- [TASK PROMPT]:
Repeat exactly the lines of the listing from the line containing "Objective — one marker per instance of the man's hand" through its last line, and nothing beyond them.

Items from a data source
────
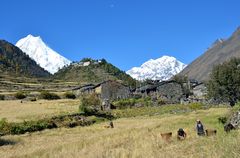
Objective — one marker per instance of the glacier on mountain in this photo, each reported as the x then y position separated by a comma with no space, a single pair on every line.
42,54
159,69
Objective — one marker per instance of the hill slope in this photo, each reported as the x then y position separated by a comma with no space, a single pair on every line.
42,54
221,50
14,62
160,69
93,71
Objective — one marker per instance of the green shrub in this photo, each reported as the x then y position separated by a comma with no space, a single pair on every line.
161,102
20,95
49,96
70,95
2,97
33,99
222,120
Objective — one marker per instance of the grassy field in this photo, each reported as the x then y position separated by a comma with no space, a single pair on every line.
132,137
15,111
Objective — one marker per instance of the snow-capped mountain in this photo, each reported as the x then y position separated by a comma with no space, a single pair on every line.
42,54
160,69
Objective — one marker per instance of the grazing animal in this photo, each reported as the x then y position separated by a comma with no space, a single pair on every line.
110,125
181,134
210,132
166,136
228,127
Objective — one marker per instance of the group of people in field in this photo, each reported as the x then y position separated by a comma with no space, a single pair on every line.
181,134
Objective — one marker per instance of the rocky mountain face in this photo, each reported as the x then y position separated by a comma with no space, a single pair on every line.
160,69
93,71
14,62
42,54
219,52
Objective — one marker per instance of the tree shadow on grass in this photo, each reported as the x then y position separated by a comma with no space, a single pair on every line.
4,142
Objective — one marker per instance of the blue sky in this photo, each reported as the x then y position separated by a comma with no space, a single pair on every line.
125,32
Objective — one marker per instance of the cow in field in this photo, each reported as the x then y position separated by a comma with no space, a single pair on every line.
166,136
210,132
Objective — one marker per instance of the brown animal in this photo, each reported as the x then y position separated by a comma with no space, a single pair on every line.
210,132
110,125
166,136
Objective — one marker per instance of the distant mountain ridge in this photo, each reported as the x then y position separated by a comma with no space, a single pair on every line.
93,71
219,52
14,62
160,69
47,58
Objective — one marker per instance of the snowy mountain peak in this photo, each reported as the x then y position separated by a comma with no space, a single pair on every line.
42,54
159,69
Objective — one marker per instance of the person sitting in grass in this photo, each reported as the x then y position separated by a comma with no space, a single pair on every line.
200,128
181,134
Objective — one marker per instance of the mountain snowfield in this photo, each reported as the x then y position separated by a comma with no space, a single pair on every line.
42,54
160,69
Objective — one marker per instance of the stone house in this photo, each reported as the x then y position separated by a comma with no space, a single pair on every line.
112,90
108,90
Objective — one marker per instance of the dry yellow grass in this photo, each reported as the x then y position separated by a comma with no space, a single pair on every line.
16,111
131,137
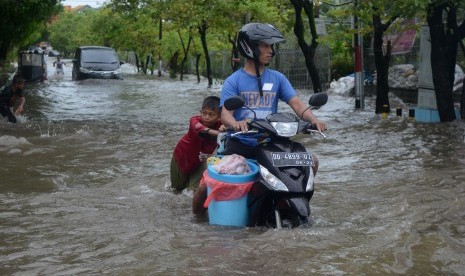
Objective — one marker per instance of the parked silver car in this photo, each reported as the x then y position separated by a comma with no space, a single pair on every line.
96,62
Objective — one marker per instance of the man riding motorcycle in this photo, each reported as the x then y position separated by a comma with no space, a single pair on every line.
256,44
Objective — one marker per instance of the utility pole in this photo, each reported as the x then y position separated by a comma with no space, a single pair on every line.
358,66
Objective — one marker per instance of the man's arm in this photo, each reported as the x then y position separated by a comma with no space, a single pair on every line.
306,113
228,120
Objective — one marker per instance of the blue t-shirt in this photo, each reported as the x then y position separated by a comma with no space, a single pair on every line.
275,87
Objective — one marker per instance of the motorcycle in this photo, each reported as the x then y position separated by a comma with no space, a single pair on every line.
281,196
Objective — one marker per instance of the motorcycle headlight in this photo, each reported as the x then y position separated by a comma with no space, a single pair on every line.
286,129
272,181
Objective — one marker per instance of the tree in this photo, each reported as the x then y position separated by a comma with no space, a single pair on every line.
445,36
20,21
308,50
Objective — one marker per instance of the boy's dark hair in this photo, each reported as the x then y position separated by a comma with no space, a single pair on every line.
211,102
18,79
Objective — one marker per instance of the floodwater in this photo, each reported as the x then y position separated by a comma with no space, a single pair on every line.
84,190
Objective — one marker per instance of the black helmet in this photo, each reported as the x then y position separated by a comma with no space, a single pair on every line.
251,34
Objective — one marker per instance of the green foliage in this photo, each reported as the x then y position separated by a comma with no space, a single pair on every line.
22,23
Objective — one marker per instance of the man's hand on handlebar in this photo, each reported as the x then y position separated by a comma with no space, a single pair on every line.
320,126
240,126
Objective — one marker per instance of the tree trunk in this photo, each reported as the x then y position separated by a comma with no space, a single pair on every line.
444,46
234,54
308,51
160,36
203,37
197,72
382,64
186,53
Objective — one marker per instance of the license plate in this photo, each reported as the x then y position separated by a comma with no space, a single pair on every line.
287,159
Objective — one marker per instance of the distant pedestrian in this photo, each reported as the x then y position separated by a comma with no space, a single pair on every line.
────
- [TASK ANSWER]:
Objective — one marker per instance of the man's hand on handlebar in this photo, each reported as the x then y position separated by a comma with no space, a single pair on every line.
320,126
240,126
Objective — one marker per instance of the tree trunk in this photo, each reported as the x then y position separated by a comma with no space, a single pair on every line.
444,46
234,54
308,51
160,36
203,37
197,72
382,64
186,53
Objective — one marker per instance of the license plate in this photo, each reported as the x then y position separated by a comma with no space, a single pair on every line.
287,159
Objective — one marker per instance of the distant pedestrian in this photo, each reported as the x then y position separated by a comma with no space, a single pair on every line.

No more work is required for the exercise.